EXERCISE DESCRIPTION: Please gather every line below that contains the word "cart" and copy each one out, treating uppercase and lowercase as different.

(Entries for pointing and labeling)
^^^^^^^^
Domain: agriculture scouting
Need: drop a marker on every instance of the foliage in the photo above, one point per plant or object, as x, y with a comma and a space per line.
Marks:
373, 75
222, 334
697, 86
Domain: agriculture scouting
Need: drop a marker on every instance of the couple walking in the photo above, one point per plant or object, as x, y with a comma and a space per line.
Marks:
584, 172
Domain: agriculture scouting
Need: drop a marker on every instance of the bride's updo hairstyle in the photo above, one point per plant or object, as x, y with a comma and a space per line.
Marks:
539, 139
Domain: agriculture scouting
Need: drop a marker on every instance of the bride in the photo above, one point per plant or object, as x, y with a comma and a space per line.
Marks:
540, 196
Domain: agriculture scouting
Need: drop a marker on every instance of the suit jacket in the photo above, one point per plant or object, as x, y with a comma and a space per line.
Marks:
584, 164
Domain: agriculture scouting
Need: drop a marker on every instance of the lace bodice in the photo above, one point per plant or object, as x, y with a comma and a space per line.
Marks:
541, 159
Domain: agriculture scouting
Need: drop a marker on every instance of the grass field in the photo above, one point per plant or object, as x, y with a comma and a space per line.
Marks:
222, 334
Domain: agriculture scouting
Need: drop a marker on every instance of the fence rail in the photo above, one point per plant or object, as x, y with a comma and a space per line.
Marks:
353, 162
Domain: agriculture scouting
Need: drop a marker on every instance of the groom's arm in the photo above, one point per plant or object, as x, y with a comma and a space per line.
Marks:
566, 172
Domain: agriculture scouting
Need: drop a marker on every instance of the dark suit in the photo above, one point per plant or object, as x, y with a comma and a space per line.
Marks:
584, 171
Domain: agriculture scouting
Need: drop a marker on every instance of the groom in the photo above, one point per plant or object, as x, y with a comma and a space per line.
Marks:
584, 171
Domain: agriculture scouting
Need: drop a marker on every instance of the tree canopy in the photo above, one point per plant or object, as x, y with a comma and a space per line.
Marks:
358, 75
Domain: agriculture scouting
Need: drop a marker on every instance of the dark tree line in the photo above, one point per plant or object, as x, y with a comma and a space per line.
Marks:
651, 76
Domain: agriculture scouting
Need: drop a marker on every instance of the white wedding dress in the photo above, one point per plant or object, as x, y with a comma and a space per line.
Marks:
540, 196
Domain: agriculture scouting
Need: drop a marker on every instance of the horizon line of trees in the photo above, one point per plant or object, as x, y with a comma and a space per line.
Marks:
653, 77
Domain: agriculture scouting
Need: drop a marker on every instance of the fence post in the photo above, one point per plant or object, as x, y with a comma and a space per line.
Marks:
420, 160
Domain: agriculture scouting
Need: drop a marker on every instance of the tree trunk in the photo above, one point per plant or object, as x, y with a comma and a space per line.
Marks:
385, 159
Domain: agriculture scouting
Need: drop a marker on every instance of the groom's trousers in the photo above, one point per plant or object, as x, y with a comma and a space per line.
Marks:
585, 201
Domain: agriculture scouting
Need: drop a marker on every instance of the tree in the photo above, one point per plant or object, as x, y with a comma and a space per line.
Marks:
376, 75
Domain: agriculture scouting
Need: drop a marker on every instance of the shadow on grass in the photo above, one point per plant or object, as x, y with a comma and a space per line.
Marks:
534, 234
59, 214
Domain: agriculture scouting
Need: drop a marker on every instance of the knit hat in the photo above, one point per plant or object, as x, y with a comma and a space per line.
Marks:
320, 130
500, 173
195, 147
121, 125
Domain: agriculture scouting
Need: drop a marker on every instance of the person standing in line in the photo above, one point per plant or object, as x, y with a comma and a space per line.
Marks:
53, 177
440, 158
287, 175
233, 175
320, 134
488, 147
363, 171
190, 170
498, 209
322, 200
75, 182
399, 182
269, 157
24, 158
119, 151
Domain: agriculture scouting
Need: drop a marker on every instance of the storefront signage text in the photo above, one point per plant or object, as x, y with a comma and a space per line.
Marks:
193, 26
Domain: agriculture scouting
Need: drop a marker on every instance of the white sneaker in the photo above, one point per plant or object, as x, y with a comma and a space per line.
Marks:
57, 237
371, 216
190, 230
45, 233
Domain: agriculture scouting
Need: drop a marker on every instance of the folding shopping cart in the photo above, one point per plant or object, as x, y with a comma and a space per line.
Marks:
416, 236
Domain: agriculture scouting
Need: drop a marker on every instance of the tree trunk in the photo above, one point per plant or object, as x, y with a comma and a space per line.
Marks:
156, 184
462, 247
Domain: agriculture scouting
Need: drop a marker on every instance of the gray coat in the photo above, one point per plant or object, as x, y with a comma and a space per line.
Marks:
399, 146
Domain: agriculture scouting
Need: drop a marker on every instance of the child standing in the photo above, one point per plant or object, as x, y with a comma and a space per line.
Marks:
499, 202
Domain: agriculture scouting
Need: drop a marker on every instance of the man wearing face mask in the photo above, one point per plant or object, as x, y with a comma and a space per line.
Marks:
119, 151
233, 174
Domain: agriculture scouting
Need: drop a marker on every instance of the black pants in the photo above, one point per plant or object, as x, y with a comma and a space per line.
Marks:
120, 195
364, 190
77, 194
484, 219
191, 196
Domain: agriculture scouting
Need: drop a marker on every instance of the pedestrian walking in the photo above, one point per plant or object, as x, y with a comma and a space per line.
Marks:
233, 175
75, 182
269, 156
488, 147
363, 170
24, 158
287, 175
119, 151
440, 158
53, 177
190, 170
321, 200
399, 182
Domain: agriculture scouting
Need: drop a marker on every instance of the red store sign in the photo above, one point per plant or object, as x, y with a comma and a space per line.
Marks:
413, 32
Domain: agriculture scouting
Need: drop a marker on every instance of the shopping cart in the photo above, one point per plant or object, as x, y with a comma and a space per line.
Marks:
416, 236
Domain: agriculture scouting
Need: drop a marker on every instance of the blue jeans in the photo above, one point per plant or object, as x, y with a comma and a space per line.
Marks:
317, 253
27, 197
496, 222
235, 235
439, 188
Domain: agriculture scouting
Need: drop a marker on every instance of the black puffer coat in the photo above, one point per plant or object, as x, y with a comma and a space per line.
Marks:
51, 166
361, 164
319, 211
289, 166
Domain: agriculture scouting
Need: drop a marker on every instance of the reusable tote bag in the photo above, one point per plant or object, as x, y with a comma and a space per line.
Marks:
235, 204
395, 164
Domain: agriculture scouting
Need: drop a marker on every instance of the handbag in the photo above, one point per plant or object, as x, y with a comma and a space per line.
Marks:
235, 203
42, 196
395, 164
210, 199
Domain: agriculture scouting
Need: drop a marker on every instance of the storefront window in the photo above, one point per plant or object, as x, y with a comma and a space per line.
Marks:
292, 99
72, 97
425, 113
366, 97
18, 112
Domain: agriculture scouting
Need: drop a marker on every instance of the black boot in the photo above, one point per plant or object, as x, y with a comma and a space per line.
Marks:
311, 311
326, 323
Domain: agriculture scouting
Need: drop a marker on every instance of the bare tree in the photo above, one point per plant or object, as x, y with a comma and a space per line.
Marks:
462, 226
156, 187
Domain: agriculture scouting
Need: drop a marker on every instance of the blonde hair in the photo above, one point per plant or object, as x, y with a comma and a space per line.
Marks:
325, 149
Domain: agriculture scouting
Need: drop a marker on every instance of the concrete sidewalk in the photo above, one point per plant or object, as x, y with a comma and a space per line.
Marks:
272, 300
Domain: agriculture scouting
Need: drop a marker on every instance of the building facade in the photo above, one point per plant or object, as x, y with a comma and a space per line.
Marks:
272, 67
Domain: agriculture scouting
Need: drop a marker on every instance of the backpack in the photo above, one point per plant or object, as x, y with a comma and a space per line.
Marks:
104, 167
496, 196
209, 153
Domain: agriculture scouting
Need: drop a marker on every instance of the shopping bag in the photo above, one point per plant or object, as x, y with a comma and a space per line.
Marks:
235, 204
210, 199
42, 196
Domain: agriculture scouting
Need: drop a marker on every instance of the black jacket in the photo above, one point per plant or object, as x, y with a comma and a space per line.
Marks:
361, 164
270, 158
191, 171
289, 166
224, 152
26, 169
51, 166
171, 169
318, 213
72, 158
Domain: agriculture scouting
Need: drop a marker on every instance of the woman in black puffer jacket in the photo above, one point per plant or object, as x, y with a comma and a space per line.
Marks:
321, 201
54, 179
^^^^^^^^
RESULT BELOW:
Need: drop a marker on every instance of the folding shopping cart in the photo above, one point per plant or object, as x, y with a comma and a space per line.
Need: drop a marker on every instance of the shopping cart in the photo above, one point per plant or object, as x, y with a comma and a space per line.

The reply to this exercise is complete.